**Job**
Collect every line of the listing that contains the word "museum", matching case exactly.

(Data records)
* START *

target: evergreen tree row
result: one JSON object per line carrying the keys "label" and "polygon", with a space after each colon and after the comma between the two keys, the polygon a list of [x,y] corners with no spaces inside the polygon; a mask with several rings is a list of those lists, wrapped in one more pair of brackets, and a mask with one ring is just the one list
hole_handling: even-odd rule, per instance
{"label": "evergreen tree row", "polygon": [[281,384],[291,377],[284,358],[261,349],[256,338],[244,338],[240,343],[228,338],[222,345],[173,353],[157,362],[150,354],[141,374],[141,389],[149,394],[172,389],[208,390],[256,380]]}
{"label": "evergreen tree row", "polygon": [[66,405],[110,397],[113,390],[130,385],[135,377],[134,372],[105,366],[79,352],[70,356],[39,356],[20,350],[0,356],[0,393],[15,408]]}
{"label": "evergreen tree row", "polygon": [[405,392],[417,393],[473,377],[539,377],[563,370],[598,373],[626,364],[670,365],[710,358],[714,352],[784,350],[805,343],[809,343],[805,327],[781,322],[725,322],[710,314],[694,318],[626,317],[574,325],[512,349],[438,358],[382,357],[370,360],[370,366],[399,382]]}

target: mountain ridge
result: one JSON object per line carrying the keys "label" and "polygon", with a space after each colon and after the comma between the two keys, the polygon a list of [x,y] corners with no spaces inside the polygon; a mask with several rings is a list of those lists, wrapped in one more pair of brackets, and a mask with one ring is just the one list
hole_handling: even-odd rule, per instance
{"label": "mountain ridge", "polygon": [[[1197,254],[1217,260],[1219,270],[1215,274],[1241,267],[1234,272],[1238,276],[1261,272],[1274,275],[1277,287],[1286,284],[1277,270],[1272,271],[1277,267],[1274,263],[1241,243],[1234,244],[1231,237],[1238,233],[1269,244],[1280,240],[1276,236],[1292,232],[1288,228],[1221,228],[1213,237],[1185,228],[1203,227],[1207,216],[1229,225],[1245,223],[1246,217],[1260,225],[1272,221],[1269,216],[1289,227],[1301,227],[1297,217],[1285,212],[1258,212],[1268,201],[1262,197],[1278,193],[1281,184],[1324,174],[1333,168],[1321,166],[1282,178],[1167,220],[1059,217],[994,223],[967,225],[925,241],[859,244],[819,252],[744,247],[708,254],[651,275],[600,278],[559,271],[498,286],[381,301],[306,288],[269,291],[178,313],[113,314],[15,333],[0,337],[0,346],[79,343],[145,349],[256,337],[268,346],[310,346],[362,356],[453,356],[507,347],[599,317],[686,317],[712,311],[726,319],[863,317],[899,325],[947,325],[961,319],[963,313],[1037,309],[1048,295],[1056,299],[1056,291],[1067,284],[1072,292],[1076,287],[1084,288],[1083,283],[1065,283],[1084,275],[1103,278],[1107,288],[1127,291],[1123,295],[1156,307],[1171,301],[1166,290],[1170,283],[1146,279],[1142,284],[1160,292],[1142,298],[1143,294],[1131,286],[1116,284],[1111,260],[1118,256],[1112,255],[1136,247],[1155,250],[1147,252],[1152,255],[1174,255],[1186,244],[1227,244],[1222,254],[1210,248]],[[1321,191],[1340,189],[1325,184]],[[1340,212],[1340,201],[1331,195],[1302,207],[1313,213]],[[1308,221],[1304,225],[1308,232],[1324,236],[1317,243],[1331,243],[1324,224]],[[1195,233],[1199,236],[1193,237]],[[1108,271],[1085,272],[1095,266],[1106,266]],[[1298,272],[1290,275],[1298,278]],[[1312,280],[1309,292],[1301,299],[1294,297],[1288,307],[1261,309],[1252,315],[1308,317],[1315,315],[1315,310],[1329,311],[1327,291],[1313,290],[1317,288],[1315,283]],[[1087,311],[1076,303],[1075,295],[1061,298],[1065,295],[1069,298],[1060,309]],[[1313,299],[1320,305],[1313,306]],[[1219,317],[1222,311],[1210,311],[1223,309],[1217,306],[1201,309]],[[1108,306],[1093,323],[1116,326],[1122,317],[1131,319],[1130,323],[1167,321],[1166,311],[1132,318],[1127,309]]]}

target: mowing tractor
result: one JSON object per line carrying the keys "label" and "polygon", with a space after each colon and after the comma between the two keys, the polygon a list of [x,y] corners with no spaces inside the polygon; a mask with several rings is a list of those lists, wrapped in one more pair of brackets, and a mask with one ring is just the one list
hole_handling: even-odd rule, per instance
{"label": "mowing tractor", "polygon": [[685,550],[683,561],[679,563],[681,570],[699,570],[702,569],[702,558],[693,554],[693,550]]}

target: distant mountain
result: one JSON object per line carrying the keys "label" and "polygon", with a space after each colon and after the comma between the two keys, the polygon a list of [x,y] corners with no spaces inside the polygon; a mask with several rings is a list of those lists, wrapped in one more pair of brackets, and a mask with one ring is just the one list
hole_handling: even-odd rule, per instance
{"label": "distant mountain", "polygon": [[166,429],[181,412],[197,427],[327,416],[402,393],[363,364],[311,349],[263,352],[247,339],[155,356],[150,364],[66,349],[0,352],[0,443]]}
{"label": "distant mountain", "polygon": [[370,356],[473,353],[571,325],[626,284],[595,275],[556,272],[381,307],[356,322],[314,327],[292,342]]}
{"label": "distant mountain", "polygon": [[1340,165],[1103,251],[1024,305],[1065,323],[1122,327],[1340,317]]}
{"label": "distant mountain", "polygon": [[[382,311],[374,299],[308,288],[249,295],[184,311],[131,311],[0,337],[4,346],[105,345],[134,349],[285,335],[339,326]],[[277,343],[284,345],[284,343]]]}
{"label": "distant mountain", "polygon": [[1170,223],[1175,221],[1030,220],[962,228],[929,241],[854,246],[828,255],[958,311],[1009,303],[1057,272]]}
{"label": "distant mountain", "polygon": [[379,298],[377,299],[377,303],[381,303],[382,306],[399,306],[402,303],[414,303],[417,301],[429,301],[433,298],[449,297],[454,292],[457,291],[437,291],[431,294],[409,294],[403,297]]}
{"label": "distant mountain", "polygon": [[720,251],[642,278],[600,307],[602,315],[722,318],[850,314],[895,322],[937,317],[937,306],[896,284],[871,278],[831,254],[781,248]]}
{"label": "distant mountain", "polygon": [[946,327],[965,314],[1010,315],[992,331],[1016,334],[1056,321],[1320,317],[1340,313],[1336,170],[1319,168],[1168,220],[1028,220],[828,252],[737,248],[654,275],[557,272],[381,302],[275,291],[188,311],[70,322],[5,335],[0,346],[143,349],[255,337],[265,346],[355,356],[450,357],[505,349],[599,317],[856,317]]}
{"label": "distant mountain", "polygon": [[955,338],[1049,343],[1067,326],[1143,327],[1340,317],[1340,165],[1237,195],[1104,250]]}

* END *
* START *

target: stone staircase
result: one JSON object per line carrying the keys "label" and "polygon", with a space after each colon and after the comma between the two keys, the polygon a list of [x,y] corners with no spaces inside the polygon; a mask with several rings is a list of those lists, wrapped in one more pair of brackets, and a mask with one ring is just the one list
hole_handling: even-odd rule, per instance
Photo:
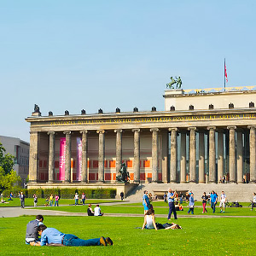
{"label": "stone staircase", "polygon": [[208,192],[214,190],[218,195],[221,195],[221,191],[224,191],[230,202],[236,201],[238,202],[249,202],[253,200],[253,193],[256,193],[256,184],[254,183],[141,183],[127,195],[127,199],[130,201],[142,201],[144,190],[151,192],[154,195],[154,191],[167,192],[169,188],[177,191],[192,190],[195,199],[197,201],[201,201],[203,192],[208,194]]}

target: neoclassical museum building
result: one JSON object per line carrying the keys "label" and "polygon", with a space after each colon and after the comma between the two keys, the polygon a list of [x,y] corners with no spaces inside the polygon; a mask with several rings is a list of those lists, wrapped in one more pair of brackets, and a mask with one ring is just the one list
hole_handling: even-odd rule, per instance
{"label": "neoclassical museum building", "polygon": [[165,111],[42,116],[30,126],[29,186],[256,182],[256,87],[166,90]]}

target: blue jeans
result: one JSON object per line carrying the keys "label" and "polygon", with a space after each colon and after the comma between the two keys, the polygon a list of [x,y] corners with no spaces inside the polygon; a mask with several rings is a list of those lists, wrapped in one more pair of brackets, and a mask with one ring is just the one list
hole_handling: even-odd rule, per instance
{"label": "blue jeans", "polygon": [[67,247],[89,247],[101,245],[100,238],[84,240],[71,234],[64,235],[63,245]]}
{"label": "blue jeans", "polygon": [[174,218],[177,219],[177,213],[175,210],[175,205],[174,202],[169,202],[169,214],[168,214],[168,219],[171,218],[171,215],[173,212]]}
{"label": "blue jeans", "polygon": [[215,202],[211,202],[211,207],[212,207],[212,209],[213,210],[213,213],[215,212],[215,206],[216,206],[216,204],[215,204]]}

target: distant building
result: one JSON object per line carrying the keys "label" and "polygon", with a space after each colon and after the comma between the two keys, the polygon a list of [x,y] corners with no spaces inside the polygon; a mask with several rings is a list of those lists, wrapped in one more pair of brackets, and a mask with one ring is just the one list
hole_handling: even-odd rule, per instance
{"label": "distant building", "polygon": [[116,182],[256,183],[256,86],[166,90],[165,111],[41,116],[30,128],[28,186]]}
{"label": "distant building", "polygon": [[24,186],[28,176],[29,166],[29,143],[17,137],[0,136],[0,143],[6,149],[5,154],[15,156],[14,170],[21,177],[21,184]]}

* END *

**Problem solution**
target: neoclassical museum building
{"label": "neoclassical museum building", "polygon": [[165,111],[42,116],[30,126],[29,186],[256,182],[256,87],[166,90]]}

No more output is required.